DATASET ENTRIES:
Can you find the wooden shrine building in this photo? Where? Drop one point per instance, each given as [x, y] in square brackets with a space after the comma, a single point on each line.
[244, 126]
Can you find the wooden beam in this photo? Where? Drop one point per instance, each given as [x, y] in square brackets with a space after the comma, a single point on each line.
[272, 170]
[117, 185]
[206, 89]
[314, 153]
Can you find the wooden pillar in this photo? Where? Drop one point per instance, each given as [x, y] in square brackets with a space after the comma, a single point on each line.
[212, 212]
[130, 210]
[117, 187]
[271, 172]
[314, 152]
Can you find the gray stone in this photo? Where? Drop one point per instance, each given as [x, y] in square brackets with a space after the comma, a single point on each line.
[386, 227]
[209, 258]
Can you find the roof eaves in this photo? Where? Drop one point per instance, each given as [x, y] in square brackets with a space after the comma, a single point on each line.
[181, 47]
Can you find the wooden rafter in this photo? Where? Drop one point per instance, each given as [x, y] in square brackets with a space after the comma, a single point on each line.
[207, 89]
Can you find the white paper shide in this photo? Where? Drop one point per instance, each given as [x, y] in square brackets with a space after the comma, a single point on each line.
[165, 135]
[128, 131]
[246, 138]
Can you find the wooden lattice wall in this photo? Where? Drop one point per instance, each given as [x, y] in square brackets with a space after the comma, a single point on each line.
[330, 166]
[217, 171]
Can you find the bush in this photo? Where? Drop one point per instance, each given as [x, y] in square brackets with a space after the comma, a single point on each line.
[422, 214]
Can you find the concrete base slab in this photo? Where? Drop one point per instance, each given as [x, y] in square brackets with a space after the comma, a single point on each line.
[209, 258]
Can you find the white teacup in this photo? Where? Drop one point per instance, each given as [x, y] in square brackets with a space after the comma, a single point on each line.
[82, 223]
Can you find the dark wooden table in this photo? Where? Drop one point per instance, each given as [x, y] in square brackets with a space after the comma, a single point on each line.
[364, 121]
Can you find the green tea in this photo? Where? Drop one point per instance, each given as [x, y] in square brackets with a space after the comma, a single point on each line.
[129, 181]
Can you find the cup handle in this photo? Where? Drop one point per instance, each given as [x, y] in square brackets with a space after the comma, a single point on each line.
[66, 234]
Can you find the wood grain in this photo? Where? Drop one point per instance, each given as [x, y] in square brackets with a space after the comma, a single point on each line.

TASK REQUIREMENTS: Output the entries exactly.

FULL OUTPUT:
Can you find the wooden shrine building in this photo? Where? Drop one point per instance, each given as [x, y] in square brackets with a space after the comma, a single point on each line.
[244, 126]
Can you find the wooden beam in this photo? Where? Drop one point per instance, each given as [x, y] in square brackets with a space after the comma, a single point on each line.
[272, 170]
[117, 185]
[206, 89]
[314, 153]
Can you find the wooden pillar in this photo? Where? Drop one point per instance, each given as [x, y] in square brackets with a space after the comma, a single point on each line.
[212, 212]
[130, 210]
[117, 187]
[271, 172]
[314, 152]
Can you find the gray stone in this photo? Where? Drop one point per instance, each given as [x, y] in square brackets with a space after the comma, a single point on each line.
[386, 227]
[209, 258]
Can you find the roof eaves in this photo? Where? Drop one point per instance, each given as [x, y] in square brackets with a space after the comma, a single point on each line.
[181, 47]
Can you find the wooden rafter in this photo? Where? Drop one point per instance, each given as [x, y] in square brackets with a space after the comma, a single point on each line.
[207, 89]
Can you find the white paper shide in this photo? Where? Drop one point per instance, each given as [x, y] in square brackets with a space after the comma, a single point on each line.
[165, 135]
[128, 131]
[246, 138]
Can you find the wooden lattice wall in this photo? Where? Drop one point per instance, each given as [x, y] in square brackets with a space after the comma, a single point on each line.
[330, 166]
[217, 171]
Can you find the bush in this photo? Where? Drop one point per instance, each given as [x, y] in square brackets with a space after the comma, a single point on each line.
[422, 214]
Can you find the concrete base slab in this photo? Where? Drop one point per instance, each given as [x, y] in square brackets with a space after the comma, a single point on each line.
[209, 258]
Can you find the white teacup in this photo? Where? Drop one point per instance, each given as [x, y] in square brackets with a space after the comma, a single point on each line.
[82, 223]
Can you find the dark wooden table in this photo? Where? Drop one point per instance, each given as [x, y] in square brackets with a space after the comma, a single point on each line.
[364, 121]
Can you find the green tea in this photo? Where? Drop one point per instance, each given as [x, y] in square brackets with a space after the comma, a single point on each line.
[129, 181]
Can you find the cup handle in this photo? Where? Drop one point per instance, each given as [x, y] in square brackets with a space after the comma, a single point on each line.
[66, 234]
Can you find the wood grain in this photo? Where? Drop one point per instance, each given as [x, y] in square brackets with a space after the comma, a single point on each line.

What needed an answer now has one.